> Try it
Could you copy out every record below character for character, leaving out the pictures?

> Data supplied

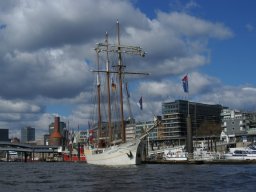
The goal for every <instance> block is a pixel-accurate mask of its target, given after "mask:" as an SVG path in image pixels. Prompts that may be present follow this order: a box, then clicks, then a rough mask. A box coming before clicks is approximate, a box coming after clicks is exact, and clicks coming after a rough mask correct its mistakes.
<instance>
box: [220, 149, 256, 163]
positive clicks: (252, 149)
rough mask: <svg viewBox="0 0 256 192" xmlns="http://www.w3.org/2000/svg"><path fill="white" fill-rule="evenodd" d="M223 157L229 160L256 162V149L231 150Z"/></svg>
mask: <svg viewBox="0 0 256 192" xmlns="http://www.w3.org/2000/svg"><path fill="white" fill-rule="evenodd" d="M223 157H224V159H227V160H256V149H255V148H254V147H239V148H230V149H229V152H228V153H225V154H224V155H223Z"/></svg>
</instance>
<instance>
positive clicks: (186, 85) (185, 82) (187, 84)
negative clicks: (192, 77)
mask: <svg viewBox="0 0 256 192" xmlns="http://www.w3.org/2000/svg"><path fill="white" fill-rule="evenodd" d="M182 85H183V90H184V92H185V93H188V75H185V76H184V77H183V79H182Z"/></svg>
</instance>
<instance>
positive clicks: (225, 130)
mask: <svg viewBox="0 0 256 192" xmlns="http://www.w3.org/2000/svg"><path fill="white" fill-rule="evenodd" d="M221 119H222V128H223V131H224V132H225V133H226V134H227V135H238V134H245V133H246V129H247V128H248V123H249V122H248V121H247V120H246V119H247V115H246V113H242V112H240V111H238V110H232V109H223V110H222V112H221Z"/></svg>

> Exercise response
The goal for every <instance> block is a pixel-accurate mask of its target, given after "mask:" as an SVG path in image pixels. Prompts that may be present follow this order: a box, then clicks, then a rough mask. A box coming before clicks is approximate, a box coming after clicks is exact, and clicks coming after a rough mask correct its mistakes.
<instance>
box: [220, 149, 256, 163]
positive clicks: (252, 149)
rough mask: <svg viewBox="0 0 256 192" xmlns="http://www.w3.org/2000/svg"><path fill="white" fill-rule="evenodd" d="M223 157L229 160L256 162V149L231 150Z"/></svg>
mask: <svg viewBox="0 0 256 192" xmlns="http://www.w3.org/2000/svg"><path fill="white" fill-rule="evenodd" d="M223 157H224V159H227V160H256V149H255V148H254V147H239V148H230V149H229V152H228V153H225V154H224V155H223Z"/></svg>
</instance>
<instance>
positive clicks: (186, 85) (185, 82) (187, 84)
negative clicks: (192, 77)
mask: <svg viewBox="0 0 256 192" xmlns="http://www.w3.org/2000/svg"><path fill="white" fill-rule="evenodd" d="M182 85H183V90H184V92H185V93H188V75H185V76H184V77H183V79H182Z"/></svg>
</instance>
<instance>
positive clicks: (225, 130)
mask: <svg viewBox="0 0 256 192" xmlns="http://www.w3.org/2000/svg"><path fill="white" fill-rule="evenodd" d="M221 119H222V128H223V131H224V132H225V133H226V134H227V135H238V134H245V133H246V129H247V128H248V123H249V122H248V121H247V120H246V119H247V115H246V113H242V112H240V111H238V110H232V109H223V110H222V112H221Z"/></svg>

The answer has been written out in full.